## START

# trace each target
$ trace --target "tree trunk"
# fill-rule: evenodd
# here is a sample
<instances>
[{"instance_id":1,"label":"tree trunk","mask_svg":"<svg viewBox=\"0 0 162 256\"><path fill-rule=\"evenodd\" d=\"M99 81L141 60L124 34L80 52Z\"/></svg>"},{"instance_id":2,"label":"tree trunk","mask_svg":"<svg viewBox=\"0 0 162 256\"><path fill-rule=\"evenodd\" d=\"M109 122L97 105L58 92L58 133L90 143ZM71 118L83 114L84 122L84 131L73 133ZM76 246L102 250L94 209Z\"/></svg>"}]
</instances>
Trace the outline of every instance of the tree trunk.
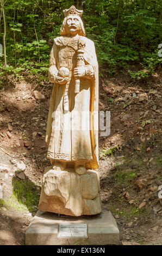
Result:
<instances>
[{"instance_id":1,"label":"tree trunk","mask_svg":"<svg viewBox=\"0 0 162 256\"><path fill-rule=\"evenodd\" d=\"M4 66L5 66L5 68L7 68L7 56L6 56L6 45L5 45L6 22L5 22L5 13L4 13L4 0L1 0L1 3L2 15L3 15L3 22L4 22L4 35L3 35L3 47L4 47ZM8 74L7 74L7 70L5 70L5 75L6 82L7 82L7 83L8 84Z\"/></svg>"}]
</instances>

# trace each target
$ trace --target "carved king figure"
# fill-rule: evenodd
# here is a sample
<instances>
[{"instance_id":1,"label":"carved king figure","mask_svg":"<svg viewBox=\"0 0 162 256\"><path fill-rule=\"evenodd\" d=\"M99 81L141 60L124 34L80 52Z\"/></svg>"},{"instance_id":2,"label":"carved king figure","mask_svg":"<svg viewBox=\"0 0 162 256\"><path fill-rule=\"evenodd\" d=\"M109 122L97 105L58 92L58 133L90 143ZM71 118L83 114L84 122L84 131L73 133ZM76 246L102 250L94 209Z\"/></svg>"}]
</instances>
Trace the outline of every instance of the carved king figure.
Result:
<instances>
[{"instance_id":1,"label":"carved king figure","mask_svg":"<svg viewBox=\"0 0 162 256\"><path fill-rule=\"evenodd\" d=\"M101 211L98 162L98 63L85 37L83 11L64 11L54 40L49 77L54 83L46 140L52 168L44 174L39 208L73 216Z\"/></svg>"}]
</instances>

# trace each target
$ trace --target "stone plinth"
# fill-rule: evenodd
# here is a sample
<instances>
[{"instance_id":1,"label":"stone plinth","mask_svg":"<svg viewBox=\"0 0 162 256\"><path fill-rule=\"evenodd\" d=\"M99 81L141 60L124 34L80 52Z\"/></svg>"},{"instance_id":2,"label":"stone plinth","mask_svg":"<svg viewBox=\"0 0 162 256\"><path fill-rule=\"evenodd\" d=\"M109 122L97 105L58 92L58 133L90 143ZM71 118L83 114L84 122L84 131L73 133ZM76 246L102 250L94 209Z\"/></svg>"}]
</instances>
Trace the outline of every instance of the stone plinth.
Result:
<instances>
[{"instance_id":1,"label":"stone plinth","mask_svg":"<svg viewBox=\"0 0 162 256\"><path fill-rule=\"evenodd\" d=\"M101 212L98 173L88 170L78 175L74 171L50 169L43 175L39 208L44 211L78 216Z\"/></svg>"},{"instance_id":2,"label":"stone plinth","mask_svg":"<svg viewBox=\"0 0 162 256\"><path fill-rule=\"evenodd\" d=\"M88 237L58 237L58 226L64 223L88 224ZM39 210L27 228L27 245L119 245L119 231L110 211L92 216L58 215Z\"/></svg>"}]
</instances>

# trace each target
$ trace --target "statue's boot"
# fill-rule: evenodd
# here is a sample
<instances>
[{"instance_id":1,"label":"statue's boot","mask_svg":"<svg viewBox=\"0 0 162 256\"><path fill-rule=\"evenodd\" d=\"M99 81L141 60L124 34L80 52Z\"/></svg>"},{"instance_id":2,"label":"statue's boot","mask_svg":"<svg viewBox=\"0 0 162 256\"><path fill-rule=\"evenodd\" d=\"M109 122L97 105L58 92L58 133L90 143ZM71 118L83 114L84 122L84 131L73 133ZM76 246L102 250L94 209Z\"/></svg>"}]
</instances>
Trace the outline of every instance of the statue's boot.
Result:
<instances>
[{"instance_id":1,"label":"statue's boot","mask_svg":"<svg viewBox=\"0 0 162 256\"><path fill-rule=\"evenodd\" d=\"M84 166L76 165L75 172L79 175L85 174L86 173L86 169Z\"/></svg>"},{"instance_id":2,"label":"statue's boot","mask_svg":"<svg viewBox=\"0 0 162 256\"><path fill-rule=\"evenodd\" d=\"M54 163L54 166L52 167L53 170L65 170L66 167L66 162L57 161Z\"/></svg>"}]
</instances>

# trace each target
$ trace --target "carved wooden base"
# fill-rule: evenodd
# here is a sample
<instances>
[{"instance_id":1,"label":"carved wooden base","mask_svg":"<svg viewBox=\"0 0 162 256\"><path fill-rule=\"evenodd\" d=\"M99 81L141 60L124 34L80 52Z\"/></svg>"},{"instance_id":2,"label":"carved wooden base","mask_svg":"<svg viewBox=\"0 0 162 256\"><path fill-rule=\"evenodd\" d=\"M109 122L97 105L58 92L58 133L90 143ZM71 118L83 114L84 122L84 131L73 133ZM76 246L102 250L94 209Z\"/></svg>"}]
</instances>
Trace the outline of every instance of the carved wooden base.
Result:
<instances>
[{"instance_id":1,"label":"carved wooden base","mask_svg":"<svg viewBox=\"0 0 162 256\"><path fill-rule=\"evenodd\" d=\"M78 216L101 212L98 173L88 170L78 175L68 170L50 169L43 175L40 210Z\"/></svg>"}]
</instances>

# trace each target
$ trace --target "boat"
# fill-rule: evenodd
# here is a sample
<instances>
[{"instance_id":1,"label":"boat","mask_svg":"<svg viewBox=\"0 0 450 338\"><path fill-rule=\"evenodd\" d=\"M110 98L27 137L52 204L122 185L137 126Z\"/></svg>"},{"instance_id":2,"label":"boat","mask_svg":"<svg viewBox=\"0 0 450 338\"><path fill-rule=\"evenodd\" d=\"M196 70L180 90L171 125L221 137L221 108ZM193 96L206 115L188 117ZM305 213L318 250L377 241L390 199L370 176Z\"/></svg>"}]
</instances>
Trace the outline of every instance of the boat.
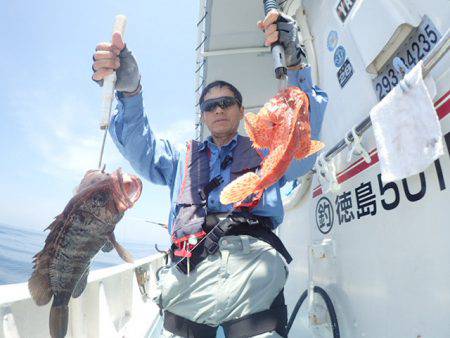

## END

Problem to solve >> Which of the lines above contain the string "plinth"? Copy out every such line in full, treating the match as case-sensitive.

Output for this task >>
$ trace --target "stone plinth"
[{"instance_id":1,"label":"stone plinth","mask_svg":"<svg viewBox=\"0 0 162 256\"><path fill-rule=\"evenodd\" d=\"M99 81L141 60L124 34L80 52Z\"/></svg>"},{"instance_id":2,"label":"stone plinth","mask_svg":"<svg viewBox=\"0 0 162 256\"><path fill-rule=\"evenodd\" d=\"M109 122L97 105L58 92L58 133L90 143ZM71 118L83 114L84 122L84 131L73 133ZM76 246L102 250L94 209Z\"/></svg>"}]
Trace the outline of every instance of the stone plinth.
[{"instance_id":1,"label":"stone plinth","mask_svg":"<svg viewBox=\"0 0 162 256\"><path fill-rule=\"evenodd\" d=\"M101 212L98 173L88 170L78 175L74 171L50 169L43 175L39 208L44 211L78 216Z\"/></svg>"},{"instance_id":2,"label":"stone plinth","mask_svg":"<svg viewBox=\"0 0 162 256\"><path fill-rule=\"evenodd\" d=\"M88 237L58 237L58 226L64 223L88 224ZM39 210L27 228L27 245L119 245L119 231L110 211L92 216L58 215Z\"/></svg>"}]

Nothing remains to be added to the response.